**** DATA TO PROCESS

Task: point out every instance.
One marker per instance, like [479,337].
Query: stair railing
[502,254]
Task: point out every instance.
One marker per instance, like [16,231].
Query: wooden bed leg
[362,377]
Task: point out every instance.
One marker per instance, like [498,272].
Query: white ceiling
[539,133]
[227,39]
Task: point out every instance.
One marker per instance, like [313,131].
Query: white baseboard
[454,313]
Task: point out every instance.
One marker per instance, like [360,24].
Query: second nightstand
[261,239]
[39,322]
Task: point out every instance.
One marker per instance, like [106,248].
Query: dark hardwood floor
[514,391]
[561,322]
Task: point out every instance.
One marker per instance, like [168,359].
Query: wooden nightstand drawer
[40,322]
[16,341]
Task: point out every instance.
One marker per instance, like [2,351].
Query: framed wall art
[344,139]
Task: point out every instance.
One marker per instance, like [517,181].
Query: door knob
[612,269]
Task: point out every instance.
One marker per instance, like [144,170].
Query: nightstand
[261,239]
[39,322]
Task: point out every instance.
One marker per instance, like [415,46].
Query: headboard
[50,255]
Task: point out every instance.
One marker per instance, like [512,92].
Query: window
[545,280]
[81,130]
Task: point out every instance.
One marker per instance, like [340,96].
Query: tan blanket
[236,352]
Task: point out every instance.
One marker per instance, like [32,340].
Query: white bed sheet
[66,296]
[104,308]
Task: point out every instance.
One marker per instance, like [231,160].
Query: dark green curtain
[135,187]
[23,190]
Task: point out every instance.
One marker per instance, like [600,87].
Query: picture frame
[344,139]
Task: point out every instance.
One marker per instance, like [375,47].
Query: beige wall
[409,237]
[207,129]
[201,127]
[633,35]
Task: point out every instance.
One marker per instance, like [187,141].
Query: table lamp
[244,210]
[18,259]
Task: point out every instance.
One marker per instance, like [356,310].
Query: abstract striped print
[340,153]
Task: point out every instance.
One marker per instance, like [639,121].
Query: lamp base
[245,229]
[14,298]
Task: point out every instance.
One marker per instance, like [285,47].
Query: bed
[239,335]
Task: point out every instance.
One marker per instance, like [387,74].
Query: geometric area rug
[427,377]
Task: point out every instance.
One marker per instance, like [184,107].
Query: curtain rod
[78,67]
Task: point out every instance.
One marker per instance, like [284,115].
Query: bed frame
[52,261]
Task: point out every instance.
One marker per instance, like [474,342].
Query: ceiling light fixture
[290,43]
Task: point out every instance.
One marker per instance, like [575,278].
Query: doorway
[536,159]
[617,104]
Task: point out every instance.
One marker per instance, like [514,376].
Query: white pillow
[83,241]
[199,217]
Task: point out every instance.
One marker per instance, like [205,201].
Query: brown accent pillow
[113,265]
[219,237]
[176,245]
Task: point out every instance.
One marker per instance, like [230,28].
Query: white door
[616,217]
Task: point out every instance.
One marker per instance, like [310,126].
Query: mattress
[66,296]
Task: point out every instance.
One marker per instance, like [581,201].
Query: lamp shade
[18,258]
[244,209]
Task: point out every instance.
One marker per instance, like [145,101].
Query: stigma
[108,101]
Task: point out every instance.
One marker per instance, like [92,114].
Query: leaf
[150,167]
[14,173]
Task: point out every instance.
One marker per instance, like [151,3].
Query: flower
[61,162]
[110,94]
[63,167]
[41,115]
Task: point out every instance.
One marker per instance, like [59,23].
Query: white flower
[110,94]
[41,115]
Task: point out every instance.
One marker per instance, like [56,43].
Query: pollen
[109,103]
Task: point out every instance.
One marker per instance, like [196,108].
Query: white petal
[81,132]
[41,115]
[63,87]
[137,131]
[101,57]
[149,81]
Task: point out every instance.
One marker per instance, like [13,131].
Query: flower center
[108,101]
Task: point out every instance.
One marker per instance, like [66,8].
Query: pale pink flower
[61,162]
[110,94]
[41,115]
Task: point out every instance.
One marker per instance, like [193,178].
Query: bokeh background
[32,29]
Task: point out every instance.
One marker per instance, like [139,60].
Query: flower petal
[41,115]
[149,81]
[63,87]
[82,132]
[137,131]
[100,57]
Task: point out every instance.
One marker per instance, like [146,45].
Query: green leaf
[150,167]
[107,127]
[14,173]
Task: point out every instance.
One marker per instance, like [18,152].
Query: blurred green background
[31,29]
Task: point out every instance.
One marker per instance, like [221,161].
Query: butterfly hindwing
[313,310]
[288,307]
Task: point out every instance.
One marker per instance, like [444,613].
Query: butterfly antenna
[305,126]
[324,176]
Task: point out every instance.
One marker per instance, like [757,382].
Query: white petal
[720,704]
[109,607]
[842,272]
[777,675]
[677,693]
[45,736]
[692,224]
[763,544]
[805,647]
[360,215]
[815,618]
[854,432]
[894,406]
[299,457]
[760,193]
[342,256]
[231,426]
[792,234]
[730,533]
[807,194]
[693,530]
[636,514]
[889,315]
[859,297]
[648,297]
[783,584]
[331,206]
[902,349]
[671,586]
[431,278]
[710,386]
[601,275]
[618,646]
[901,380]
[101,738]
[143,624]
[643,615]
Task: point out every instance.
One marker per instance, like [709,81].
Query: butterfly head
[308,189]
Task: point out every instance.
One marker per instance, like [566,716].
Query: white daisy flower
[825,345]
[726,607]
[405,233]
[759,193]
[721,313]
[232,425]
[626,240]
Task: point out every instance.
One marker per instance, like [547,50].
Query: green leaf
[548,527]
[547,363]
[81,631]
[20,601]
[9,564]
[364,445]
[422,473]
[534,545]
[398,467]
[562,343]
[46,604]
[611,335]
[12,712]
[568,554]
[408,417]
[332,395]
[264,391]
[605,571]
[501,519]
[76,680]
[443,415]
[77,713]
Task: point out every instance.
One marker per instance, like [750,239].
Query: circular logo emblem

********

- **ACTIVITY**: Emit the records above again, exactly, with no line skipped.

- **YOUR RESPONSE**:
Task: point out every instance.
One marker per instance, like [479,337].
Query: stair railing
[502,254]
Task: point out every instance.
One marker per instance, like [16,231].
Query: wooden bed leg
[362,377]
Task: point out every instance.
One marker per instance, like [498,272].
Query: white ceiling
[539,133]
[227,39]
Task: point out every instance.
One marker per instance, like [313,131].
Query: white baseboard
[454,313]
Task: point out every instance.
One marker per instance, like [360,24].
Query: second nightstand
[261,239]
[39,322]
Task: point out every instance.
One marker per instance, like [106,248].
Query: dark hardwood floor
[514,391]
[561,322]
Task: point out every instance.
One marker per instance, like [168,359].
Query: wooden nightstand drawer
[40,322]
[16,341]
Task: point out every instance.
One marker per instance, like [2,351].
Query: framed wall art
[344,139]
Task: point out every instance.
One marker per instance, like [517,181].
Query: door knob
[612,269]
Task: point out every instance.
One marker per instance, like [144,170].
Query: nightstand
[261,239]
[39,322]
Task: point out every instance.
One marker per instance, like [415,46].
Query: headboard
[50,255]
Task: point out every instance.
One marker per instance, like [512,92].
Query: window
[545,280]
[81,130]
Task: point out every instance.
One marker per instance, like [340,96].
Query: tan blanket
[236,352]
Task: point out every instance.
One marker per instance, like [32,340].
Query: white bed sheet
[66,296]
[104,308]
Task: point out every instance.
One marker per instance, like [231,160].
Query: dark green curtain
[135,187]
[23,190]
Task: point out every instance.
One marker per instance, like [600,87].
Query: picture frame
[344,139]
Task: point out every instance.
One marker per instance, like [375,47].
Query: beige wall
[409,237]
[207,129]
[201,127]
[633,35]
Task: point out every instance.
One marker per instance, like [187,141].
Query: table lamp
[244,210]
[18,259]
Task: point out every instance.
One marker per instance, like [356,310].
Query: abstract striped print
[340,153]
Task: point out every instance.
One marker per instance, like [639,121].
Query: lamp base
[245,229]
[14,298]
Task: point out every instance.
One marker per instance, like [285,47].
Query: bed
[239,335]
Task: point out every instance.
One marker per instance, like [387,74].
Query: geometric area rug
[427,377]
Task: point out every instance.
One marker per instance, like [184,107].
Query: curtain rod
[78,67]
Task: point out every instance.
One marker per instance, like [284,115].
Query: bed frame
[52,261]
Task: point out every instance.
One marker per instance, like [474,342].
Query: ceiling light fixture
[290,43]
Task: point out every instance.
One marker per instance, like [575,278].
Query: doorway
[536,159]
[617,104]
Task: point out every instance.
One marker per instance, like [514,376].
Query: white pillow
[83,241]
[199,217]
Task: point out every instance.
One marker per instance, like [205,201].
Query: brown accent pillow
[113,265]
[219,237]
[176,245]
Task: point out every instance.
One marker per instance, like [230,28].
Query: white door
[616,217]
Task: point out every instance.
One marker per instance, like [310,126].
Query: mattress
[66,296]
Task: point out every instance.
One marker per instance, like [581,201].
Query: lamp shade
[18,258]
[244,209]
Task: point out every instance.
One marker per instance, like [145,101].
Query: stigma
[108,101]
Task: point out every instance.
One marker per instance, like [92,114].
Query: leaf
[150,167]
[14,173]
Task: point out every instance.
One marker per instance, like [151,3].
Query: flower
[61,162]
[110,94]
[63,167]
[41,115]
Task: point out every instance.
One marker per instance, like [59,23].
Query: white flower
[110,94]
[41,115]
Task: point out every instance.
One marker per instance, like [56,43].
Query: pollen
[109,103]
Task: point out every instance.
One marker per instance, like [196,108].
Query: white petal
[81,132]
[41,115]
[63,87]
[137,131]
[101,57]
[149,81]
Task: point out every instance.
One marker per instance, like [13,131].
Query: flower center
[108,101]
Task: point out every instance.
One marker per instance, like [66,8].
Query: pale pink flower
[61,162]
[110,94]
[41,115]
Task: point out every instance.
One marker per instance, like [193,178].
Query: bokeh background
[32,29]
Task: point out every instance.
One marker per instance, like [139,60].
Query: flower petal
[41,115]
[149,81]
[63,87]
[82,132]
[137,131]
[100,57]
Task: point out every instance.
One marker per instance, like [146,45].
Query: green leaf
[150,167]
[107,127]
[14,173]
Task: point out every instance.
One marker per instance, like [18,152].
Query: blurred green background
[31,29]
Task: point out every instance.
One marker per instance, like [221,161].
Query: butterfly hindwing
[313,310]
[288,307]
Task: point out every instance.
One marker per instance, like [444,613].
Query: butterfly antenna
[305,126]
[324,176]
Task: point out every instance.
One marker per instance, like [757,382].
Query: white petal
[720,704]
[109,607]
[842,272]
[777,675]
[677,693]
[45,736]
[692,224]
[763,544]
[805,647]
[360,215]
[815,618]
[854,432]
[894,406]
[299,457]
[760,193]
[342,256]
[231,426]
[792,234]
[730,533]
[807,194]
[693,530]
[636,514]
[889,315]
[859,297]
[648,297]
[783,584]
[331,206]
[902,349]
[671,586]
[431,278]
[710,386]
[601,275]
[618,646]
[901,380]
[101,738]
[143,624]
[643,615]
Task: point out every instance.
One marker per instance, like [709,81].
Query: butterfly head
[308,189]
Task: point out every instance.
One marker per instance, like [566,716].
Query: white daisy flower
[825,345]
[726,607]
[405,233]
[759,193]
[721,313]
[232,425]
[626,240]
Task: point out every instance.
One marker per instance, like [547,50].
Query: green leaf
[548,527]
[547,363]
[81,631]
[20,601]
[9,564]
[364,445]
[422,473]
[534,545]
[398,467]
[562,343]
[46,604]
[611,335]
[12,712]
[568,554]
[408,417]
[332,395]
[264,391]
[605,571]
[501,519]
[76,680]
[443,415]
[77,713]
Task: point out every instance.
One marker per instance, like [750,239].
Query: circular logo emblem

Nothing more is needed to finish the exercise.